[[ RECORDS FOR THE TASK, beginning ]]

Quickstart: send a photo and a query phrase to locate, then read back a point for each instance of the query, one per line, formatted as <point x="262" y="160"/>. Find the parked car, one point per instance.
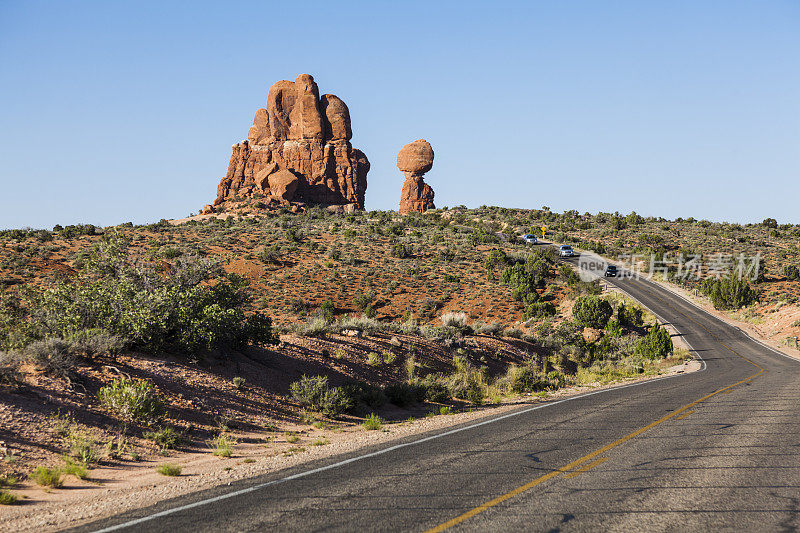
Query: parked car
<point x="566" y="250"/>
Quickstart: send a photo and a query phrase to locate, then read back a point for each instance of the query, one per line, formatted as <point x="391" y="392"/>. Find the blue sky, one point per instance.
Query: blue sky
<point x="115" y="111"/>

[[ RECORDS FOR THE TASK, end ]]

WHAT IS REQUIRED: Return all the data exactly, pictures omitted.

EXERCISE SOLUTION:
Quickstart: send a photo and a query phrase to locate, then read back a point for each instance of the query, one per line, formatted as <point x="262" y="160"/>. Find the parked car, one point per instance.
Query: parked car
<point x="566" y="250"/>
Quickstart: send a photo and a query phrase to locate, then read back a point for each instance of the query, one per line, formatted as <point x="391" y="392"/>. Find the blue sky, one point per instance.
Query: blue sky
<point x="115" y="111"/>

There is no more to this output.